*What you will do*
A. Answer these questions using the passage on Machacalis below:
(i) In what year did Machacalis become a municipality?
(ii) How far is Machacalis from the state capital, Belo Horizonte?
(iii) How many farms had tractors in 2006?
B. Write a continuation of the passage on the Brazilian municipality of Machacalis, picking up right after its final sentence.

- Location of Machacalis in the state of Minas Gerais, Brazil
- Country: Brazil
- State: Minas Gerais
- Created: 1954
- Elevation: 285 m (935 ft)

Population (2020 )
- • Total: 7,111
- Time zone: UTC−3 (BRT)

= Machacalis =

Machacalis is a Brazilian municipality located in the northeast of the state of Minas Gerais. Its population as of 2020 was 7,111 living in a total area of 329 km2. The city belongs to the statistical mesoregion of Vale do Mucuri and to the statistical microregion of Nanuque. It became a municipality in 1954.

Machacalis is located at an elevation of 285 metres, 18 kilometres west of the state boundary with Bahia. The nearest major population centre is Teófilo Otoni. The population lived mainly in the rural areas.

The distance to Teófilo Otoni is 210 km; and the distance to the state capital, Belo Horizonte, is 636 km. Neighboring municipalities are: Águas Formosas, Fronteira dos Vales, Santa Helena de Minas, Bertópolis, Umburatiba and Crisólita.

The main economic activities are services, and subsistence agriculture. The GDP in 2005 was R$23 million, with 15 million from services, 1 million from industry, and 5 million from agriculture. There were 308 rural producers on 27,000 hectares of land. Only 11 farms had tractors (2006). 4,000 persons were dependent on agriculture. The main crops were coconuts, sugarcane, beans, and corn. There were 33,000 head of cattle (2006). There was 1 bank (2007) and 270 automobiles (235 motorcycles), giving a ratio of 25 inhabitants per automobile.

*Source data*
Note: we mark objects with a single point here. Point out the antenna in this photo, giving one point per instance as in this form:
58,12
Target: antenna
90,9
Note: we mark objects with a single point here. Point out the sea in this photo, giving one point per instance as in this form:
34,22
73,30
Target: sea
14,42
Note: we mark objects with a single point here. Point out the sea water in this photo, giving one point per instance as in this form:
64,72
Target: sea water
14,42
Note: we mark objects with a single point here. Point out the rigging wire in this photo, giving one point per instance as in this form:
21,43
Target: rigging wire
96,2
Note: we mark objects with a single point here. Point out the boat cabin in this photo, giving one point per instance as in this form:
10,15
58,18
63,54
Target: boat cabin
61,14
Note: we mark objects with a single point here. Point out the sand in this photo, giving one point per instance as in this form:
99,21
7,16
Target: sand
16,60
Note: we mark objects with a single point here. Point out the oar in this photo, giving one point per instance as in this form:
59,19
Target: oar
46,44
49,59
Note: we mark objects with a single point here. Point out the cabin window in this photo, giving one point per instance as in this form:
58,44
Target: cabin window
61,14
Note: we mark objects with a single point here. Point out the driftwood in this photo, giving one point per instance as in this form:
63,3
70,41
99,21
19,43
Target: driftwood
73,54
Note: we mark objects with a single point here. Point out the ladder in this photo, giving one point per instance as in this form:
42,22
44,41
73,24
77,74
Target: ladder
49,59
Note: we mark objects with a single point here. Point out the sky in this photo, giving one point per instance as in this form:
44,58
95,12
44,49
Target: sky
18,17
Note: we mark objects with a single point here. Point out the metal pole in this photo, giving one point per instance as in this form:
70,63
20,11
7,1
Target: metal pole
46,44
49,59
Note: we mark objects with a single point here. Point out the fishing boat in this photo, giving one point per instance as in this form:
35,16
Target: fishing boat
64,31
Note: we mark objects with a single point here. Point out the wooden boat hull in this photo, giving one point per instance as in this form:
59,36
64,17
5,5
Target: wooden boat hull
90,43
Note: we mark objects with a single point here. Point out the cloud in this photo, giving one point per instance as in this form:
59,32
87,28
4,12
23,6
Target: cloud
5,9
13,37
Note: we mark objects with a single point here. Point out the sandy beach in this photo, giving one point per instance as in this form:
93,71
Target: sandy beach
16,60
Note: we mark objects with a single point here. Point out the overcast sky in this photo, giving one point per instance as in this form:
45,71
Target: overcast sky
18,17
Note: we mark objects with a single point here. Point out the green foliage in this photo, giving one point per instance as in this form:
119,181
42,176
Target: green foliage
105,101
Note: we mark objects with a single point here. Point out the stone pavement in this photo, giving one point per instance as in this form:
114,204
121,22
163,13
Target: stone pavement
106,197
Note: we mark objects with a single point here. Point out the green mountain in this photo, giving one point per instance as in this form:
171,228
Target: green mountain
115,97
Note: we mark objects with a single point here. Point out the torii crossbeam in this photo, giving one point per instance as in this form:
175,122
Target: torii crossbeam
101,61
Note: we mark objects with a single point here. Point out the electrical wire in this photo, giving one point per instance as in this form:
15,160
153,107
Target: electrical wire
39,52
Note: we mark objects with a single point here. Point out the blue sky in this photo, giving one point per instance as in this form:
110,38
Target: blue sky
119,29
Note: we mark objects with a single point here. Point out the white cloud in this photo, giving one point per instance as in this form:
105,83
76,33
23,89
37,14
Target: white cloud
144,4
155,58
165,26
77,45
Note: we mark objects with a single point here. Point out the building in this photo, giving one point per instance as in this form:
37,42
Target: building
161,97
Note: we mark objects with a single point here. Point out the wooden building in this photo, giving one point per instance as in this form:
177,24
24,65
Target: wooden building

*Answers*
A.
(i) 1954
(ii) 636 km
(iii) 11

B.
The social indicators rank it in the bottom tier of municipalities in the state.
- Municipal Human Development Index: 0.637 (2000)
- State ranking: 772 out of 853 municipalities as of 2000
- National ranking: 3,980 out of 5,138 municipalities as of 2000
- Literacy rate: 72%
- Life expectancy: 63 (average of males and females)

The highest ranking municipality in Minas Gerais in 2000 was Poços de Caldas with 0.841, while the lowest was Setubinha with 0.568. Nationally the highest was São Caetano do Sul in São Paulo with 0.919, while the lowest was Setubinha. In more recent statistics (considering 5,507 municipalities) Manari in the state of Pernambuco has the lowest rating in the country--0,467--putting it in last place.

There were 3 health clinics and 1 hospital with 58 beds (2006). Patients with more serious health conditions are transported to Teófilo Otoni. Educational needs were met by 5 primary schools, 1 middle school, and 2 pre-primary schools.